=== Testo di partenza ===
«Formigoni è uno scandalo» ha scritto ieri Pierluigi Magnaschi. «Come si fa a tollerare ancora a lungo la presenza al vertice della Lombardia di una persona che per ben quattro volte consecutive viene eletta a suffragio universale?» si è chiesto ironicamente il direttore di Italia Oggi. D’altra parte la campagna mediatica contro il presidente della Regione Lombardia è ancora viva e prosegue senza sosta. «Niente di nuovo sotto il sole: si è aperta la tradizionale “caccia al cinghialone” – spiega Magnaschi a IlSussidiario.net –. E quando si inizia a sentire l’odore del sangue accorrono tutti, anche i cani randagi».



Perché è partita la caccia questa volta?

I motivi sono molteplici. Le aspirazioni del Pd si sono impennate dopo la conquista di Milano. Il fatto di non amministrare ancora una regione dell’Italia Settentrionale è una vergogna troppo grande da sopportare perché certifica che i democratici rappresentano ancora l’Italia burocratica e recessiva.
Certo, questa volta la preda è molto difficile da abbattere.



Per quale motivo?
===
• **Breve esercizio 1**:
Cita fedelmente dall'intervista su Formigoni il passo compreso tra "I motivi sono" e "burocratica e recessiva.".
• **Breve esercizio 2**:
Nell'intervista su Formigoni, quale testata dirige Pierluigi Magnaschi?
• **Breve esercizio 3**:
Secondo l'intervista su Formigoni, perché per il Pd il fatto di non amministrare ancora una regione dell'Italia Settentrionale è una vergogna troppo grande da sopportare?
Per rispondere ci si basa unicamente sull'intervista su Formigoni.
=== Voci fornite ===
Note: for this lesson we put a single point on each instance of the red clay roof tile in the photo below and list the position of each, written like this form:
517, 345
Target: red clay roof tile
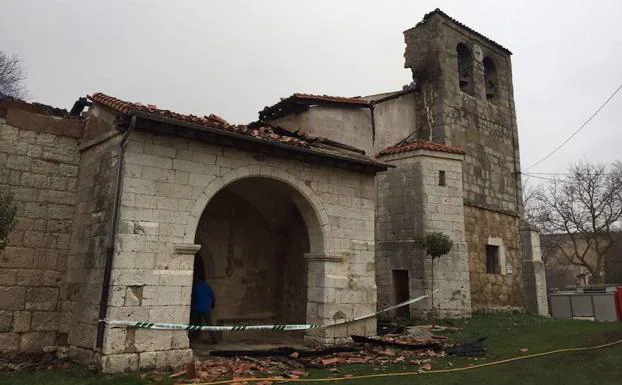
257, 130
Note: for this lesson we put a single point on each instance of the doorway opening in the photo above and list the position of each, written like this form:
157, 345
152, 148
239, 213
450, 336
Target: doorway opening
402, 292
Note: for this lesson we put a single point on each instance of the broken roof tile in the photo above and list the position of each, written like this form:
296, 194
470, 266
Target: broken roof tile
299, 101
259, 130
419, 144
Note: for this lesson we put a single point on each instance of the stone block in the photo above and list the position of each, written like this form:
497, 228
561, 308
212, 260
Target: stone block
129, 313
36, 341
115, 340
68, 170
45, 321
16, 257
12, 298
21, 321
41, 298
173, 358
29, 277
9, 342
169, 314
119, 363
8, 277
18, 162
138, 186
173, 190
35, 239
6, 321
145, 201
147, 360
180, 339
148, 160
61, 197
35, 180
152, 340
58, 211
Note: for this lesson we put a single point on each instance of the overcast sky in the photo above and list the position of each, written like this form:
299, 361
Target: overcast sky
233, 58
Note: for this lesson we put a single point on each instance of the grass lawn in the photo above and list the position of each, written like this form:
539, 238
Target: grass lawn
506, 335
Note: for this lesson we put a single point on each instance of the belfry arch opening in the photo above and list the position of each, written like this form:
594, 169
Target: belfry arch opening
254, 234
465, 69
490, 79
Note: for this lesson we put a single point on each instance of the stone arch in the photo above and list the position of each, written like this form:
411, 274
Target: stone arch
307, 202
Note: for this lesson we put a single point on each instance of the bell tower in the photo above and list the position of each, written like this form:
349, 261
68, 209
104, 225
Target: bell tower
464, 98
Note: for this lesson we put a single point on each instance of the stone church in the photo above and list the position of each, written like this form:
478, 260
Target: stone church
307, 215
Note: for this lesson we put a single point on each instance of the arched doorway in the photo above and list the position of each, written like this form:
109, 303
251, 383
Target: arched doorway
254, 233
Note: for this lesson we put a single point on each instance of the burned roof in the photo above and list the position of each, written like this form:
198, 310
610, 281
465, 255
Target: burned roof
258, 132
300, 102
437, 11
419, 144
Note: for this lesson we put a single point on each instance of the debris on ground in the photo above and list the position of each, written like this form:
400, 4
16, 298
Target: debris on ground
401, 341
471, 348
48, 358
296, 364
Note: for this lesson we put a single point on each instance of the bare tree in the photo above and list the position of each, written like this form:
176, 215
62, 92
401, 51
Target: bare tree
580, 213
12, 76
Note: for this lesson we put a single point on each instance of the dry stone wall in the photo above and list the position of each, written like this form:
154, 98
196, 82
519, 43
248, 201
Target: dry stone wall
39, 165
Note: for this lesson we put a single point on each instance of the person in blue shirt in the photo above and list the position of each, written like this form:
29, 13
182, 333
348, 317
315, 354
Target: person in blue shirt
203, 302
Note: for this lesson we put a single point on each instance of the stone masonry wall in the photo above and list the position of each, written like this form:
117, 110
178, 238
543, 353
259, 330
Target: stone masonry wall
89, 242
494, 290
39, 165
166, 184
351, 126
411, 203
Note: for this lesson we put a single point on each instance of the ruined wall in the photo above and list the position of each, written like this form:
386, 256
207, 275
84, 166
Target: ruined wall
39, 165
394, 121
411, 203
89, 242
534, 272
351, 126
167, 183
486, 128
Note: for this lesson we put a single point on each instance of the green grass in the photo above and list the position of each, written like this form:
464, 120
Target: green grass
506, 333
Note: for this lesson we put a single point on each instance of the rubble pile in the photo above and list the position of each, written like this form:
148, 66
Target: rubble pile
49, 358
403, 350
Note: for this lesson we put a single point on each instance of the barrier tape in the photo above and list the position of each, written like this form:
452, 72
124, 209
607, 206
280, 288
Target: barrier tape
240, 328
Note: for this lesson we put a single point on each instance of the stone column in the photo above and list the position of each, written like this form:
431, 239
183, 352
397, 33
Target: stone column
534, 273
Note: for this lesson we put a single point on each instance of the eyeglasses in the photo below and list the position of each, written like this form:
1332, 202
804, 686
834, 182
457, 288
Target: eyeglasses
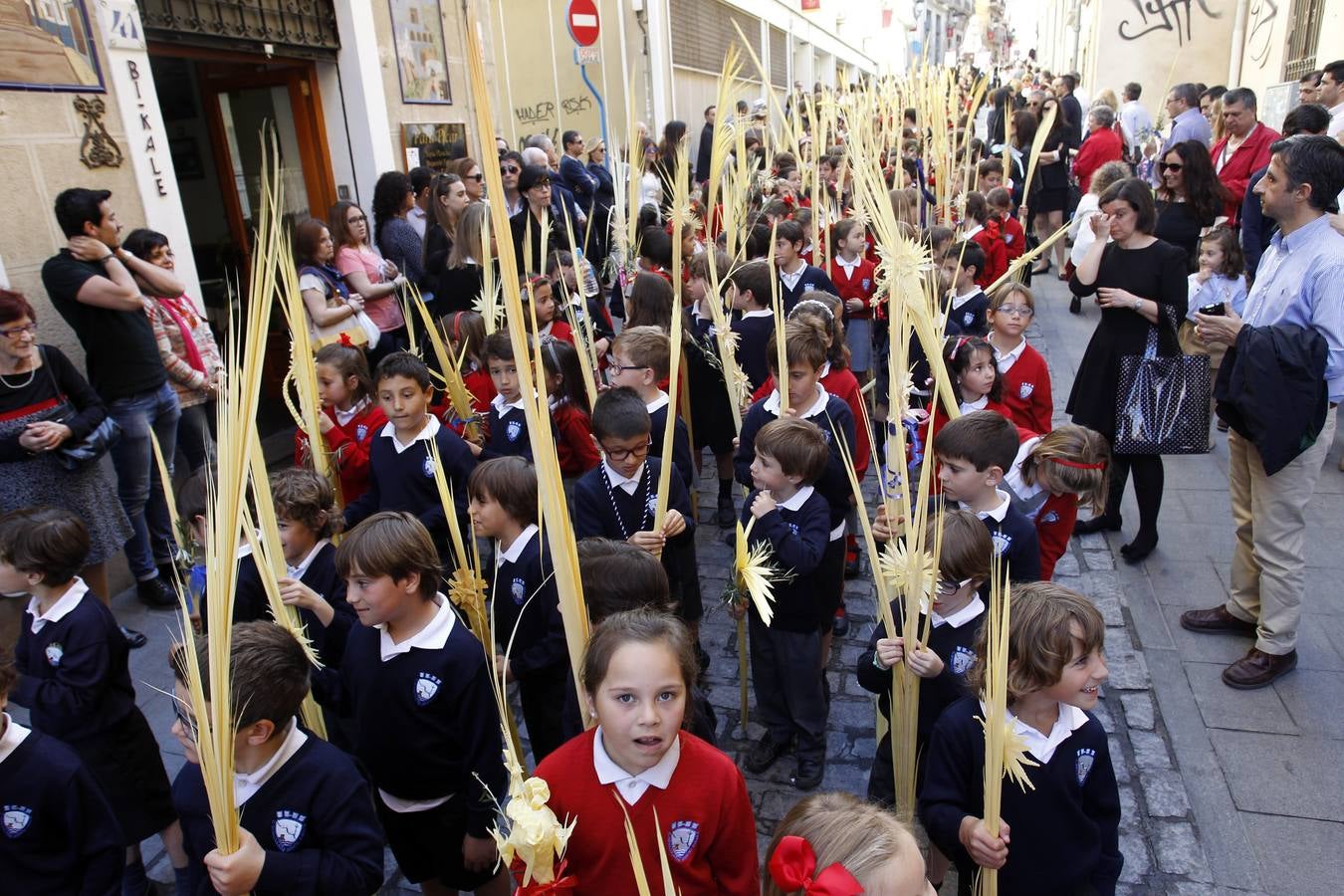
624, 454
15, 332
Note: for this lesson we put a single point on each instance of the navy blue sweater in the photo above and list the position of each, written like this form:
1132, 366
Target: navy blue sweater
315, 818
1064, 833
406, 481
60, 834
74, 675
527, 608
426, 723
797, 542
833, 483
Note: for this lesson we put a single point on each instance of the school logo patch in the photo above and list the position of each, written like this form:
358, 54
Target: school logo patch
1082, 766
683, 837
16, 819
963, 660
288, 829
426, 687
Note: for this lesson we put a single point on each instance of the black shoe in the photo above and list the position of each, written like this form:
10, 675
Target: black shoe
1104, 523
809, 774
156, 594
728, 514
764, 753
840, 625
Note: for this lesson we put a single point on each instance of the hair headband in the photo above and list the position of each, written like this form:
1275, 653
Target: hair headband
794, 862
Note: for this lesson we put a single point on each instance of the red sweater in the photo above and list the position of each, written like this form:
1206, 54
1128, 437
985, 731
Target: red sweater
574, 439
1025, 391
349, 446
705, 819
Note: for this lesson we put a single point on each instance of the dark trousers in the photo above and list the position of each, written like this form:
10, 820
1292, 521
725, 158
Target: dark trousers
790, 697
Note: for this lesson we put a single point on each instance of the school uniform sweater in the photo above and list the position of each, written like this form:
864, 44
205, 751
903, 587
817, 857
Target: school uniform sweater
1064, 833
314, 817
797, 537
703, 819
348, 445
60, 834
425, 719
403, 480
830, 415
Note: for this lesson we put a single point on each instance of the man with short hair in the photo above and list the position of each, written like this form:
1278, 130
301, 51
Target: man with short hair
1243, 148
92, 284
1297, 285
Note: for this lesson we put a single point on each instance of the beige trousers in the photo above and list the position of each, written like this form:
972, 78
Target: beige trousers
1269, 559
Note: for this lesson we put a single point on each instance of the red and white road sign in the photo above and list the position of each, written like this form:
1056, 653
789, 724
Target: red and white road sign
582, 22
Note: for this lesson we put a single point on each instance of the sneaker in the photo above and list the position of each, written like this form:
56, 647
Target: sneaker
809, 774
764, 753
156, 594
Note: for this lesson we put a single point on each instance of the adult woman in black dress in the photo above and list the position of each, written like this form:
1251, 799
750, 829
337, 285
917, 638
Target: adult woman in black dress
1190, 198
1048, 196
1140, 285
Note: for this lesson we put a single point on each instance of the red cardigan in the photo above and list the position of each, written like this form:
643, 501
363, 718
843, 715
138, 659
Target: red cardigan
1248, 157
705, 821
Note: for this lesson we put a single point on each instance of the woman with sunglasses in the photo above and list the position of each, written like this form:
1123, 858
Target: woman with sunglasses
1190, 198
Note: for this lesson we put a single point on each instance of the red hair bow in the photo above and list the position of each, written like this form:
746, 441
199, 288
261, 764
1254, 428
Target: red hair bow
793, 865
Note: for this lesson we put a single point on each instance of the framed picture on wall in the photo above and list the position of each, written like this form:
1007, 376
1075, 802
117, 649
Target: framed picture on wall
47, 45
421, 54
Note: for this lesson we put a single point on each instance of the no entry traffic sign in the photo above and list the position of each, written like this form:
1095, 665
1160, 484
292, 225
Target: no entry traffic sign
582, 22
===
• **Risposta 1**:
I motivi sono molteplici. Le aspirazioni del Pd si sono impennate dopo la conquista di Milano. Il fatto di non amministrare ancora una regione dell’Italia Settentrionale è una vergogna troppo grande da sopportare perché certifica che i democratici rappresentano ancora l’Italia burocratica e recessiva.

• **Risposta 2**:
Italia Oggi.

• **Risposta 3**:
Perché certifica che i democratici rappresentano ancora l'Italia burocratica e recessiva.